TEXTABSCHNITT:
--- --- ---
© JUNGE FREIHEIT Verlag GmbH & Co. www.jungefreiheit.de 04/18 / 19. Januar 2018

Auf dem Weg zur Unterwerfung
Schuldversessenheit: Gewaltverbrechen von Ausländern werden von der Zivilgesellschaft bagatellisiert
Thorsten Hinz

Die Reaktionen aus Politik, Medien und Zivilgesellschaft auf die Ermordung der 15jährigen Mia aus dem rheinland-pfälzischen Kandel, die von einem afghanischen Schutzsuchenden erstochen wurde (JF 3/18), verrieten Routine. Verschweigen ließ die Bluttat sich zwar nicht mehr, nachdem das Portal PI-News sie an die Öffentlichkeit gebracht und die Medien damit unter Zugzwang gesetzt hatte. Sie zogen sich darauf zurück, es habe sich um eine „Beziehungstat“ gehandelt. Die Besonderheiten und der Verlauf dieser interreligiösen Beziehung wurde unterschlagen oder bagatellisiert.

Um so eindeutiger fiel die Empörung des SPD-Bürgermeister darüber aus, daß aufgebrachte Bürger von „Politikversagen“ zu sprechen wagten und „Konsequenzen im Umgang mit Flüchtlingen“ verlangten. Die Antifa ließ erneut alle zivilisatorischen Standards vermissen und störte mit bunten Regenschirmen einen Trauermarsch. Sie wurde noch überboten vom örtlichen Karnevalsverein, der gerade in der fünften Jahreszeit die Mitte der Zivilgesellschaft verkörpert: Er rief zu einer Menschenkette auf und kündigte an, „an alle Teilnehmer bunte Fähnchen (zu) verteilen nach dem Motto: Kandel ist bunt“.

Der Präsident der Evangelischen Kirche der Pfalz, Christian Schad, ermahnte die Gläubigen: „Lassen wir uns nicht zur Unmenschlichkeit verführen.“ Darunter verstand er offensichtlich eine Änderung der Asylpolitik, die ein Mindestmaß an öffentlicher Sicherheit wiederherstellt. Auch die Stellvertretende SWR-Chefredakteurin warnte in einem reichlich wirren Kommentar in den ARD-Tagesthemen vor einem „Mißbrauch“ des Messermords.

Auf der Trauerfeier flüchtete Pfarrer Arne Dembeck sich vor der Frage: „Warum Mia sterben mußte, so früh, vor aller Zeit?“ in die Allerweltsformel: „Die Frage bleibt offen“. Dabei liegt die Antwort auf der Hand: Man hat die Falschen unkontrolliert ins Land gelassen, man hat die eigenen Landeskinder nicht behütet, nicht beschützt und nicht einmal gewarnt. Staat, Parteien, Medien, die Sachwalter der Zivilgesellschaft, die Kirchen – die Schuld an Mias Tod liegt auch bei ihnen.
--- --- ---
GELIEFERTE DATENSÄTZE:
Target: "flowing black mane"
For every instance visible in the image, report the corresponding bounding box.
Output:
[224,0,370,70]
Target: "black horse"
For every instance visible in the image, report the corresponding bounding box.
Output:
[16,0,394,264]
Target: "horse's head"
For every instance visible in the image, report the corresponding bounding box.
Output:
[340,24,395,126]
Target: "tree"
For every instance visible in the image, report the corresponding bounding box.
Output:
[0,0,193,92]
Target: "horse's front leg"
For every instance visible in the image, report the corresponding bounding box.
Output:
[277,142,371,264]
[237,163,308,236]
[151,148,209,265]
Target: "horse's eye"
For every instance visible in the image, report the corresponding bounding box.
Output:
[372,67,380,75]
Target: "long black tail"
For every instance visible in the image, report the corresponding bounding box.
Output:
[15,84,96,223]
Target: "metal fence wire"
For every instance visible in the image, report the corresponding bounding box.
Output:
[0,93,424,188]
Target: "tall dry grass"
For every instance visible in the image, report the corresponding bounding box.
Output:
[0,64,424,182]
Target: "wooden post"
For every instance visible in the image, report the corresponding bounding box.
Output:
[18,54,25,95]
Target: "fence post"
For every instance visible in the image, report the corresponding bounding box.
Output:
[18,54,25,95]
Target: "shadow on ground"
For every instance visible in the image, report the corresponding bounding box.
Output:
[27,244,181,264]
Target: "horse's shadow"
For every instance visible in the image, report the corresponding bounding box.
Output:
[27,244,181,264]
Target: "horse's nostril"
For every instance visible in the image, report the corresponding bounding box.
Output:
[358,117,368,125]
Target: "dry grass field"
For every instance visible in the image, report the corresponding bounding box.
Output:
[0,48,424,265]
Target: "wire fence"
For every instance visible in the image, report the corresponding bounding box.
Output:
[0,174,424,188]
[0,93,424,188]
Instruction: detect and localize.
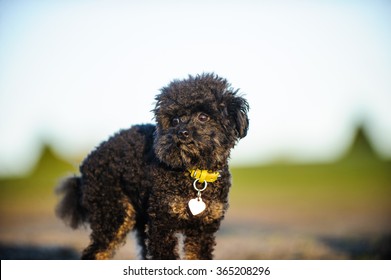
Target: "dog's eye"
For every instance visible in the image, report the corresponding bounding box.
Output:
[171,118,180,126]
[198,113,209,122]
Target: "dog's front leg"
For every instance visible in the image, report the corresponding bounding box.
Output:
[146,220,179,260]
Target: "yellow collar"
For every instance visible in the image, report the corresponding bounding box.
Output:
[188,169,220,183]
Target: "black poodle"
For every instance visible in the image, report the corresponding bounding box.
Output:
[56,74,249,259]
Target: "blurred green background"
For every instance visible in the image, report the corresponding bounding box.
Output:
[0,128,391,259]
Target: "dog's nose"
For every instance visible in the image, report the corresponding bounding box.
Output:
[178,129,189,139]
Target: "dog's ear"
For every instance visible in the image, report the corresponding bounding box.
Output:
[220,91,249,139]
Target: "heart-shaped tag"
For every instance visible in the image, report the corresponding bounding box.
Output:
[189,197,206,216]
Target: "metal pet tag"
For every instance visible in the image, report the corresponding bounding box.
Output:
[189,197,206,216]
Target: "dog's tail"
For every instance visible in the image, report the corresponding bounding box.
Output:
[56,176,87,229]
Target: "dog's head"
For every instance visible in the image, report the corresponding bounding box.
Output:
[154,74,249,170]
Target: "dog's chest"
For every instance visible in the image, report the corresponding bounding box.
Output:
[168,195,224,223]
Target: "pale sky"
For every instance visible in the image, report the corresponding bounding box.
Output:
[0,0,391,176]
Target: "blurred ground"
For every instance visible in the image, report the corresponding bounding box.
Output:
[0,128,391,259]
--- --- ---
AUFGABEN:
1) Welches Portal hat die Tat laut dem Artikel über den Mord in Kandel an die Öffentlichkeit gebracht?
2) Nenne alle, bei denen der Artikel über den Mord in Kandel im letzten Satz eine Schuld an Mias Tod sieht.
3) Fasse den Artikel über den Mord in Kandel in zwei Sätzen zusammen.
Für die Bearbeitung braucht man die Datensätze nicht.

ANTWORTEN JE AUFGABE:
1) Das Portal PI-News.

2) Staat, Parteien, Medien, die Sachwalter der Zivilgesellschaft, die Kirchen

3) Der Artikel wirft Politik, Medien und Zivilgesellschaft vor, auf die Ermordung der 15-jährigen Mia in Kandel durch einen afghanischen Schutzsuchenden mit Routine reagiert zu haben, wobei die Medien von einer „Beziehungstat“ sprachen. Er kritisiert die Reaktionen des SPD-Bürgermeisters, der Antifa, des örtlichen Karnevalsvereins, des Kirchenpräsidenten Christian Schad und der Stellvertretenden SWR-Chefredakteurin und sieht die Schuld an Mias Tod auch bei Staat, Parteien, Medien und Kirchen.